Excerpted text START
It was an front/right inpcat.
Here is the faultcodes.
Adress 15: Krockkuddar
Styrenhet: 1J0 909 609 
Komponent: D AIRBAG VW3 SG 0002
Kodning: 00068
Verkstad #: WSC 00066
4 Funna fel:
01222 - Krocksensor för sidoairbag passagerarsidan (G180)
28-10 - kortslutning till plus - Intermittent
00654 - Tändare för bältessträckare: förarsidan (N153)
32-10 - För hög resistans - Intermittent
00655 - Tändare för bältessträckare: passagerarsidan (N154)
32-10 - För hög resistans - Intermittent
00595 - Krockdata har sparats
35-00 - -
Maybee I have done somthing wrong when I replaced the parts?


----------



## Theresias (Feb 11, 2004)

*Re: Airbag fault codes (LHK)*

01222 - Crash Sensor Side Airbag: Passenger Side (G180)
28-10 - Short to B+ - Intermittent
00654 - Seat Belt Tensioner Igniter: Driver Side (N153)
32-10 - Resistance too High - Intermittent
00655 - Seat Belt Tensioner Igniter: Passenger Side (N154)
32-10 - Resistance too High - Intermittent
00595 - Crash Data Stored
35-00 - -

_Quote, originally posted by *LHK* »_Maybee I have done somthing wrong when I replaced the parts?

What did you replace yet?
Ususally in case of front impacts, if the driver/passenger airbag deploys, you need to replace the airbag control module too.


----------



## LHK (Apr 1, 2005)

*Re: Airbag fault codes (Theresias)*

I have replaced.
Drivers Airbag
Crash sensor passengers side
Seatbelt tensioner both sides
The passengers airbag is dissconected(Child seat)
Do you think that code 00595 is reporting this fault? So this codes is old


----------



## joako (Jun 30, 2002)

Did you try to clear the codes?


----------



## Theresias (Feb 11, 2004)

*Re: (LHK)*


_Quote, originally posted by *LHK* »_Do I have to log in for erasing the codes?

No.
As I said, in casen front impacts the airbag control module needs to get replaced. Also 00595 is pretty clear and means replace airbag control module too.


----------



## LHK (Apr 1, 2005)

*Re: (Theresias)*

Do I have to get a new one? Oran I get one from another car and ( not crashed car)then change the coding ?
I read in VW repair manual that it's only possibile to chane coding on new control units. 
Is this true or is it an sale argument from Vag


_Modified by LHK at 2:20 AM 9-17-2005_


----------



## dana vw tech (Sep 20, 2005)

*Re: (LHK)*

we will not install ANY USED AIRBAG PARTS at work, but i know first hand that you can only code a airbag module one time. make sure you print all info from your bad module before replacement(this includes the coding). the control modules are often superseeded by newer part numbers and sometimes have to refer to vesis or bently for coding.


----------



## Peter Badore (Jun 17, 2002)

*Re: (dana vw tech)*

Does the "one time only code the airbag control module" apply to all three of the airbag control modules used in the US market MKIII Golfs and Jettas (6N0 909 603, 1J0 909 603 and 1J0 909 608)?


----------



## dana vw tech (Sep 20, 2005)
Excerpted text END
Supplied information START
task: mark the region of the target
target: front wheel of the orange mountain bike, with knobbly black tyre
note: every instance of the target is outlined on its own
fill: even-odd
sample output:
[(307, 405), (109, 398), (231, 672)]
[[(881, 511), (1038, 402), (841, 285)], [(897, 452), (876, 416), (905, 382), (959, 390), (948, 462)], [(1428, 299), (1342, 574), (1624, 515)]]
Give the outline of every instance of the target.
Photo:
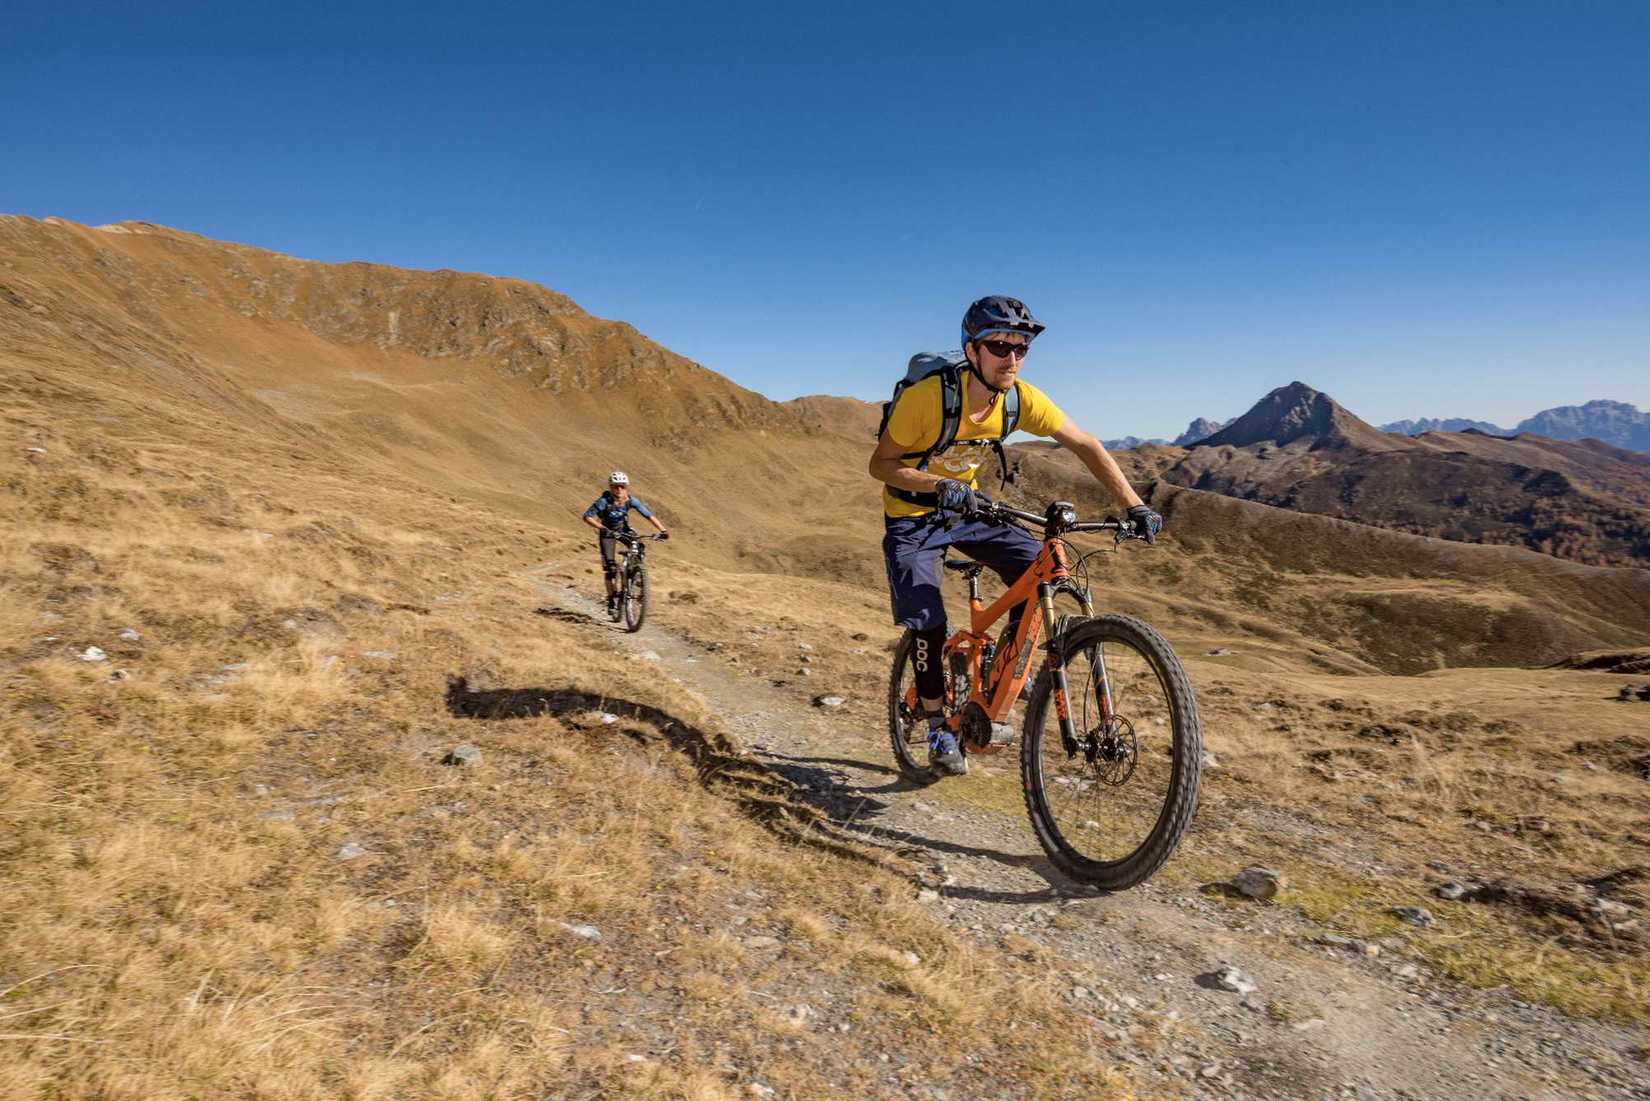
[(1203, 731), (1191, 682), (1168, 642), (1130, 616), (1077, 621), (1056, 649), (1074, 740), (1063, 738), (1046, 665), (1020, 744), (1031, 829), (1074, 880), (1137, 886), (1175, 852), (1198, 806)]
Supplied information END
Supplied information START
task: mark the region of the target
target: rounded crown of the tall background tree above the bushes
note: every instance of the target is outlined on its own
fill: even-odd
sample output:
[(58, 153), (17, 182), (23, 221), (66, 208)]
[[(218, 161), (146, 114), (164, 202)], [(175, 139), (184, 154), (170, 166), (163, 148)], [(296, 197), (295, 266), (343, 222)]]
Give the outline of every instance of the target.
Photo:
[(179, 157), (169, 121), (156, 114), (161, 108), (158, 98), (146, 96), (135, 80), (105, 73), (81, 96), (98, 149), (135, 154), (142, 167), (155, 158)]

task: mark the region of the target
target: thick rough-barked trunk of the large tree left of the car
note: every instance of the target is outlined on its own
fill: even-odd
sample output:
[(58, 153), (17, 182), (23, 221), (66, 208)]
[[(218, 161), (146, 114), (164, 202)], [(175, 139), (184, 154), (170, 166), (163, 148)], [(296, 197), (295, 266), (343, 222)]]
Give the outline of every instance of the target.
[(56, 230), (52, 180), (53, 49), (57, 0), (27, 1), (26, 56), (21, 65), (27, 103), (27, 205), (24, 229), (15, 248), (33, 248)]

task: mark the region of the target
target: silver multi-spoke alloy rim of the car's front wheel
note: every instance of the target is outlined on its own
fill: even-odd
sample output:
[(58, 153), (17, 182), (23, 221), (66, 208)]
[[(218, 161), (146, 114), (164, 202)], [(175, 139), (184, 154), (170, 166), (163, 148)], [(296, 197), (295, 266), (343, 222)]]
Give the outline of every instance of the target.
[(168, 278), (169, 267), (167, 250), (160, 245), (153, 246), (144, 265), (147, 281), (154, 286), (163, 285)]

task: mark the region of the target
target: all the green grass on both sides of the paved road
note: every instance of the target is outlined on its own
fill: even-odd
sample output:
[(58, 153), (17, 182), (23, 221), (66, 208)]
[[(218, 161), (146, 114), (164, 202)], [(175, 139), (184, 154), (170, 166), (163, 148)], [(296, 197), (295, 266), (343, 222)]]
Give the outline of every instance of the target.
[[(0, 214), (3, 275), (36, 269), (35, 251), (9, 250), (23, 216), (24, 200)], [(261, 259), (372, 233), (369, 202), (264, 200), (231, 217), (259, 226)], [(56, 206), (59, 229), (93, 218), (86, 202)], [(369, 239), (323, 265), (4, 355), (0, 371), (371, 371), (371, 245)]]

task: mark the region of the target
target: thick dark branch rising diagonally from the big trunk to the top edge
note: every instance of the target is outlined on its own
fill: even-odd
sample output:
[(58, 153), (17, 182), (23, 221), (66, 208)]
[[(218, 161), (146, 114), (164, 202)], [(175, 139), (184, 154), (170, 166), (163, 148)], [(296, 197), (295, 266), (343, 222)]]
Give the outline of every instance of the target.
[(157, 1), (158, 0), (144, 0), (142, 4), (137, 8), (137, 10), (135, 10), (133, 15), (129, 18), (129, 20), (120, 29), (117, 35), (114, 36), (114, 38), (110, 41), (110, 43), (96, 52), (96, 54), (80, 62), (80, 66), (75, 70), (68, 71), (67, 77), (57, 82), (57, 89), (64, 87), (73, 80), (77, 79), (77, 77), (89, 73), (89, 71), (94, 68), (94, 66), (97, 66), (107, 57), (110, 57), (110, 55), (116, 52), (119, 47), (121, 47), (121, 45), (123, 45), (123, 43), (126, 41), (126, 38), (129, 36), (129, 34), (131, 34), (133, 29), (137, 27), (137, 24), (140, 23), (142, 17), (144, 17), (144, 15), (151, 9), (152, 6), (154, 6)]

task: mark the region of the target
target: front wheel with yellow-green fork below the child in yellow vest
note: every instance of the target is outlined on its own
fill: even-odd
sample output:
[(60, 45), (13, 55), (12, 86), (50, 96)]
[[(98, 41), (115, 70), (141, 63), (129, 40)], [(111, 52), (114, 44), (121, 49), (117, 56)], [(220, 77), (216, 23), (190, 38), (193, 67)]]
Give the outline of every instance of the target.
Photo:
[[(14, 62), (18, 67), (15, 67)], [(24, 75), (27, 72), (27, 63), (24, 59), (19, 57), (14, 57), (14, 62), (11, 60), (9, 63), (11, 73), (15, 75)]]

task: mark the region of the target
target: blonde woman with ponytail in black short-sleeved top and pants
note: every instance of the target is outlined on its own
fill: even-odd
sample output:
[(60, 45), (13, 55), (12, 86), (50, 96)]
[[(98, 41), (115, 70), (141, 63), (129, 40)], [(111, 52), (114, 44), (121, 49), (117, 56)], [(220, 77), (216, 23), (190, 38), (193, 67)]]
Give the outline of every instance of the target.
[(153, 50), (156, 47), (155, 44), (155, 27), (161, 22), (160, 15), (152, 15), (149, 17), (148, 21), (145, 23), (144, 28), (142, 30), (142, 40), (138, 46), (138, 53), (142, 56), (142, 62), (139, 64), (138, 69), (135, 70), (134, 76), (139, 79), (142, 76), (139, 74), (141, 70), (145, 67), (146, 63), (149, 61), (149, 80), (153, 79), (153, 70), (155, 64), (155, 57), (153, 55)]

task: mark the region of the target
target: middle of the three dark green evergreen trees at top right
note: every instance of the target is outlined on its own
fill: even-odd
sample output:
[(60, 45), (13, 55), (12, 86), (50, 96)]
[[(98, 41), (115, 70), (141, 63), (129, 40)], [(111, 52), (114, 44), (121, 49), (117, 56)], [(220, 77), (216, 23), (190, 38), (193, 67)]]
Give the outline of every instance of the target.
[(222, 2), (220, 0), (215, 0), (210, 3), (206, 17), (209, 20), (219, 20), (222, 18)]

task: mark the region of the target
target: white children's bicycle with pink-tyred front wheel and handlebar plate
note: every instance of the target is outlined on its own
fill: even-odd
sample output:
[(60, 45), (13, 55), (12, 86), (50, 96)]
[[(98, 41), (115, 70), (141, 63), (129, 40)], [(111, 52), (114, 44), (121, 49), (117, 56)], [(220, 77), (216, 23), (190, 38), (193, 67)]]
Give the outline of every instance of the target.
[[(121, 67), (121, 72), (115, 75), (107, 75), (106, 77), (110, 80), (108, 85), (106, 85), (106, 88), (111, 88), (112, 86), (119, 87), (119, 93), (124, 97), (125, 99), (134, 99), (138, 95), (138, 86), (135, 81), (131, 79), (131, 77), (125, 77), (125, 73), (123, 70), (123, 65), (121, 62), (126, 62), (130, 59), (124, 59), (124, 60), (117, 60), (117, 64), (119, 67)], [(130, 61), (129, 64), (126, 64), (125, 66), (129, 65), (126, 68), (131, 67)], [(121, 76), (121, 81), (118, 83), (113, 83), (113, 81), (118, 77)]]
Supplied information END
Supplied information START
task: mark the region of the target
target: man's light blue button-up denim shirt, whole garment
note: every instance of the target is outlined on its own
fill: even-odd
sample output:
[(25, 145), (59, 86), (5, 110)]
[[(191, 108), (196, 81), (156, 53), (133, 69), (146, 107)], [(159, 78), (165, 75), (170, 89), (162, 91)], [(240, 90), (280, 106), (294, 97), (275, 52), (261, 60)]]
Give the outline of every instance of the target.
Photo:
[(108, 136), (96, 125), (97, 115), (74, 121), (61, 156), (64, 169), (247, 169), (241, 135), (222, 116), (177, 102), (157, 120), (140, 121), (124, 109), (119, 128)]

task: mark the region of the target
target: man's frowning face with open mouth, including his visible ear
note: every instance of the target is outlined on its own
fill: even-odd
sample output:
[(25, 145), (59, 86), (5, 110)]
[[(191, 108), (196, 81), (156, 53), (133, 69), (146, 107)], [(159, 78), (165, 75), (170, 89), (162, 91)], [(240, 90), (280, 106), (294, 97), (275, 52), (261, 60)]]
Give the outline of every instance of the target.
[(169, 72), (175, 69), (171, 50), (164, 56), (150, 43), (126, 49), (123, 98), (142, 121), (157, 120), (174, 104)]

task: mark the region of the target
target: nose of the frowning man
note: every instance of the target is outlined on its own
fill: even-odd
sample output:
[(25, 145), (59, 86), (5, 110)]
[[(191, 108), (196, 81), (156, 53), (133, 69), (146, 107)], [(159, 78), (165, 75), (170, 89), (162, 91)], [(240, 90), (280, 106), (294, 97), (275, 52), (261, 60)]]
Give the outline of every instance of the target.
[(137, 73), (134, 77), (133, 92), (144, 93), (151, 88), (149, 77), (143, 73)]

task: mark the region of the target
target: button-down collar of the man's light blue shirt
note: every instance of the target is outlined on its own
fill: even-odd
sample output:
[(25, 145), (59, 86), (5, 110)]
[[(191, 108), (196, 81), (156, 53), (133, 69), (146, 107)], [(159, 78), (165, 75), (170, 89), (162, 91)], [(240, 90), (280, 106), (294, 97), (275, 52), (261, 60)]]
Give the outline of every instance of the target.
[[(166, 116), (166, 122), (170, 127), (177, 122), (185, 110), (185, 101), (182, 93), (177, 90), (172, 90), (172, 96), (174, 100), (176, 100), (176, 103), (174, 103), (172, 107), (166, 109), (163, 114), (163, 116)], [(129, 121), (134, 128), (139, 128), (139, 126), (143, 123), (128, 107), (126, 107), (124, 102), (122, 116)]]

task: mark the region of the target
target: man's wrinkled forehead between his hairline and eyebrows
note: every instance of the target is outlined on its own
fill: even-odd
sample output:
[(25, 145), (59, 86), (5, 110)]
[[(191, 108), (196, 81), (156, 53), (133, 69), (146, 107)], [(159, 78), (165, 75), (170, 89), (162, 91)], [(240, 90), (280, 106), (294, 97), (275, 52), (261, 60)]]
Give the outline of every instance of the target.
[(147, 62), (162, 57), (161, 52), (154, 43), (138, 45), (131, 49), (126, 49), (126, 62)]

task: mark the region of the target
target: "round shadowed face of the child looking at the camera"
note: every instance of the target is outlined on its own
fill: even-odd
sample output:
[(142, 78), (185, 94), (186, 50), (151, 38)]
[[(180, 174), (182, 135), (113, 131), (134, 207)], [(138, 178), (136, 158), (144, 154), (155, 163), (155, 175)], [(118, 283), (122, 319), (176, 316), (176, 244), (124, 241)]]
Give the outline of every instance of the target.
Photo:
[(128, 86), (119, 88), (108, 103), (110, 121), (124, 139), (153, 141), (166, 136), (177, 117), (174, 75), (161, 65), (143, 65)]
Supplied information END
In the airbag fault code thread, what does code 00595 mean must be replaced?

The airbag control module.